» PROVIDED DATA:
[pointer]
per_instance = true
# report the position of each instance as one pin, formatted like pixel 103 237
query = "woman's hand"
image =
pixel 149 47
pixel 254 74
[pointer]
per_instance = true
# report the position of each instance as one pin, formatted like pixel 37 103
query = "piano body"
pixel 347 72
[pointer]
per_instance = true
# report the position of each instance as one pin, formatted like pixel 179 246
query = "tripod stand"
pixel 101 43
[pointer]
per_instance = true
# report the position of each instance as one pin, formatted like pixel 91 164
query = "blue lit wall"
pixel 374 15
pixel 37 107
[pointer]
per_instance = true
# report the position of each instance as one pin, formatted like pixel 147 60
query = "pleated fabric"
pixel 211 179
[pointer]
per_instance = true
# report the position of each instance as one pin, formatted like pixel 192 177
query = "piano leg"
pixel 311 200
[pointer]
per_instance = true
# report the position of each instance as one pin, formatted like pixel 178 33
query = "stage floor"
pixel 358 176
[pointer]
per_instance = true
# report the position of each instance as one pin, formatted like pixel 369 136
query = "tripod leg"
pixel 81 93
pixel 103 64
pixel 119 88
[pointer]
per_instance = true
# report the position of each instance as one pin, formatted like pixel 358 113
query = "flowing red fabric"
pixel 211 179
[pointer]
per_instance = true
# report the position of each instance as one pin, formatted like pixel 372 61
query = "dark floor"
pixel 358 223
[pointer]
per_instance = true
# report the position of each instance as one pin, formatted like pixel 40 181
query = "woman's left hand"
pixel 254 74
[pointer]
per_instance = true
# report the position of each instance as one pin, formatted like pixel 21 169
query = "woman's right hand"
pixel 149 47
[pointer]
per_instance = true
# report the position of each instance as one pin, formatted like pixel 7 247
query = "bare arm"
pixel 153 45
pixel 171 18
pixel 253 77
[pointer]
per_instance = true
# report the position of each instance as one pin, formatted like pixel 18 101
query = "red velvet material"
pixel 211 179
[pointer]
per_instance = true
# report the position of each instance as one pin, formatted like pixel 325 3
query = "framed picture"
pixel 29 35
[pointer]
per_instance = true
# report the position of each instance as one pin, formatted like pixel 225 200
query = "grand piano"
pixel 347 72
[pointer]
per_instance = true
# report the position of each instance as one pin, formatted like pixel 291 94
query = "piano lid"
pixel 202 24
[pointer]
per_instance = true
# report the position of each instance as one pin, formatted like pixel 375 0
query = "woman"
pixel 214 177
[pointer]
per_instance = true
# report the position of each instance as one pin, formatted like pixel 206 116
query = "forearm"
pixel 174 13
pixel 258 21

» TASK ITEM: Retype the records above in full, with no differences.

» OUTPUT OF THE EXERCISE:
[pointer]
per_instance = true
# report the position of each instance as one pin, formatted like pixel 103 237
query = "woman's hand"
image =
pixel 149 47
pixel 254 74
[pointer]
per_instance = true
# report the position of each instance as one pin, formatted like pixel 37 103
query = "piano body"
pixel 347 72
[pointer]
per_instance = true
# report the position of each instance as one pin, formatted like pixel 179 246
query = "tripod stand"
pixel 101 43
[pointer]
per_instance = true
# report the position of each instance as one pin, formatted like pixel 91 164
query = "blue lit wall"
pixel 374 15
pixel 37 107
[pointer]
per_instance = true
# report the position of each instance as one pin, formatted like pixel 147 60
query = "pleated fabric"
pixel 211 179
[pointer]
per_instance = true
# report the position of each instance as one pin, formatted like pixel 192 177
query = "piano leg"
pixel 311 200
[pointer]
per_instance = true
# report the position of each instance as one pin, formatted like pixel 178 33
query = "stage floor"
pixel 358 176
[pointer]
per_instance = true
# report the position of each instance as one pin, formatted like pixel 369 136
query = "tripod leg"
pixel 81 93
pixel 103 64
pixel 119 88
[pointer]
per_instance = true
# report the position of each instance as one pin, formatted like pixel 358 113
query = "flowing red fabric"
pixel 211 179
[pointer]
per_instance = true
# report the position of each instance as one pin, formatted like pixel 372 61
query = "dark floor"
pixel 358 223
[pointer]
per_instance = true
# report the position of each instance as one pin, formatted like pixel 40 181
query = "woman's left hand"
pixel 254 74
[pointer]
per_instance = true
# report the position of each instance as one pin, formatted like pixel 21 169
query = "woman's right hand"
pixel 149 47
[pointer]
per_instance = true
# report the position of each instance as one pin, formatted like pixel 7 247
query = "bare arm"
pixel 153 45
pixel 171 18
pixel 253 77
[pointer]
per_instance = true
# report the position of each instance as one pin, formatted like pixel 18 101
query = "red velvet material"
pixel 211 179
[pointer]
per_instance = true
# report the position of each instance as one pin, formatted like pixel 325 3
query = "framed picture"
pixel 29 35
[pointer]
per_instance = true
# report the position of each instance as one pin, formatted like pixel 225 200
query = "grand piano"
pixel 347 72
[pointer]
per_instance = true
# report the position of each instance as one pin, formatted like pixel 291 94
query = "piano lid"
pixel 202 24
[pointer]
per_instance = true
# report the position of each instance as one pin, formatted like pixel 375 0
query = "woman"
pixel 214 177
[pointer]
per_instance = true
# report the position of each instance as one pin, formatted like pixel 206 116
query = "forearm"
pixel 174 13
pixel 258 21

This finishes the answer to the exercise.